● **Required work**
Rewrite all of the data below with every "marker" changed to "dot" and nothing else altered, leaving out the pictures.

::: Supplied data :::

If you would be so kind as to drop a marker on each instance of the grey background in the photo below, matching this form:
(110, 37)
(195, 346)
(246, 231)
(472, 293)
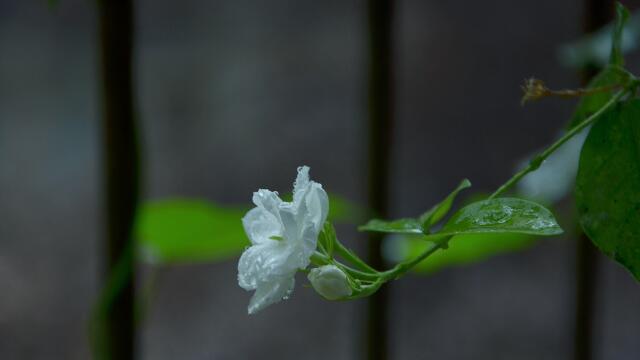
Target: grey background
(234, 95)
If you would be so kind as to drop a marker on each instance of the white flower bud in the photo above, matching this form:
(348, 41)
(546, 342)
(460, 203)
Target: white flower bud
(330, 282)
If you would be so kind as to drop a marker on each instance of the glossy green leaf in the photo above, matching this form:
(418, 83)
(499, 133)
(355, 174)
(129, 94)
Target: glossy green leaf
(608, 185)
(440, 210)
(400, 226)
(466, 249)
(502, 215)
(182, 230)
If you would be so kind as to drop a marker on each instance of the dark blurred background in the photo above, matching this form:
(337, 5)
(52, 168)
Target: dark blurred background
(233, 96)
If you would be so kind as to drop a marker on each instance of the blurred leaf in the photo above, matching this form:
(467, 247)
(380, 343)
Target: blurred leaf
(502, 215)
(183, 230)
(420, 225)
(118, 279)
(191, 230)
(341, 210)
(608, 185)
(595, 49)
(400, 226)
(466, 249)
(622, 16)
(439, 211)
(345, 211)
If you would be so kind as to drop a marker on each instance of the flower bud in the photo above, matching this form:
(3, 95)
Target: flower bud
(330, 282)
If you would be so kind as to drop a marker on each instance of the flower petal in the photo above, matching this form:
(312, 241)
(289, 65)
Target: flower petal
(317, 204)
(268, 200)
(271, 293)
(260, 225)
(301, 184)
(265, 262)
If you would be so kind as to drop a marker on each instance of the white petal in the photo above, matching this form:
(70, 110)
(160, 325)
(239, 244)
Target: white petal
(265, 262)
(268, 200)
(271, 293)
(317, 204)
(260, 225)
(301, 184)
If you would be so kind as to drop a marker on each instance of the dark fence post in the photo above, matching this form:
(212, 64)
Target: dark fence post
(596, 14)
(121, 163)
(380, 126)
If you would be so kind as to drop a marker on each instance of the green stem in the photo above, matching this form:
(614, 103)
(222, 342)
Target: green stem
(538, 160)
(320, 259)
(405, 266)
(353, 258)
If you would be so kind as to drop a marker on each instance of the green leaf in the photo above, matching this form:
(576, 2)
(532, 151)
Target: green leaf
(589, 104)
(185, 231)
(466, 249)
(342, 210)
(400, 226)
(610, 76)
(436, 213)
(502, 215)
(608, 185)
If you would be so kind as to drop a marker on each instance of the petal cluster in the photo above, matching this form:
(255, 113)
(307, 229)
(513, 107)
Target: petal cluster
(283, 237)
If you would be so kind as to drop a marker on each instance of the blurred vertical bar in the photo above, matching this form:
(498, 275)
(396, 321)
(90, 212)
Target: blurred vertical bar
(120, 161)
(596, 14)
(380, 121)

:::

● **Solution below**
If you would be so kind as to drop a dot on each instance of the grey background in the photo below, matching this form:
(110, 37)
(195, 346)
(246, 231)
(472, 293)
Target: grey background
(234, 95)
If you would be so kind as to drop a dot on each instance of the white flower bud in the photo above, matching this form:
(348, 41)
(546, 342)
(460, 203)
Target: white flower bud
(330, 282)
If you would be so kind as to drop a dot on each instance of the glossy green leaf in the photo above, matching this form:
(418, 83)
(499, 133)
(355, 174)
(129, 94)
Target: glossy green leaf
(608, 185)
(440, 210)
(400, 226)
(466, 249)
(502, 215)
(182, 230)
If you would be so kind as to drop a dot on each instance of the dark blurred background in the photo above, matching this form:
(337, 5)
(52, 168)
Target: dark blurred background
(233, 96)
If you would be so kind as to drop a dot on each instance of the blurred leaf in the photo above, matching this form:
(467, 247)
(380, 343)
Target: blurred leaf
(502, 215)
(183, 230)
(420, 225)
(118, 279)
(191, 230)
(341, 210)
(608, 185)
(595, 49)
(400, 226)
(466, 249)
(622, 16)
(439, 211)
(345, 211)
If you would be so kind as to drop a dot on each instance of the flower bud in the photo above, matching this form:
(3, 95)
Target: flower bud
(330, 282)
If you would be so kind as to drop a dot on each instance of the flower petal in the photo above, matching this form:
(312, 241)
(289, 65)
Target: flower petal
(317, 204)
(268, 200)
(271, 293)
(260, 225)
(301, 184)
(265, 262)
If you would be so kind as to drop a dot on each instance of the white petal in the photo above, matching this form:
(70, 110)
(160, 325)
(239, 244)
Target: white petal
(265, 262)
(268, 200)
(271, 293)
(317, 204)
(260, 225)
(301, 184)
If you would be so kind as to drop a dot on each instance of the dark fence post in the photo above, matching this form:
(212, 64)
Target: dark fence post
(596, 14)
(121, 163)
(380, 126)
If you would be so kind as to drop a dot on each instance of the green stem in the photo above, matching this form:
(614, 103)
(222, 342)
Target: green stem
(538, 160)
(320, 259)
(405, 266)
(353, 258)
If you would be so kind as to drop a dot on each instance of the green leaf in the photo above, matching this form:
(576, 2)
(532, 151)
Target: green leaf
(589, 104)
(185, 231)
(466, 249)
(342, 210)
(400, 226)
(610, 76)
(436, 213)
(502, 215)
(608, 185)
If you would be so kind as to drop a dot on each instance of the petal cluster in the photo above, matching this form:
(255, 113)
(307, 229)
(513, 107)
Target: petal cluster
(283, 237)
If you would be so kind as to drop a dot on each instance of the blurred vertical bar in the photo above, matching this form:
(498, 275)
(396, 321)
(90, 212)
Target: blurred vertical bar
(120, 161)
(596, 14)
(380, 121)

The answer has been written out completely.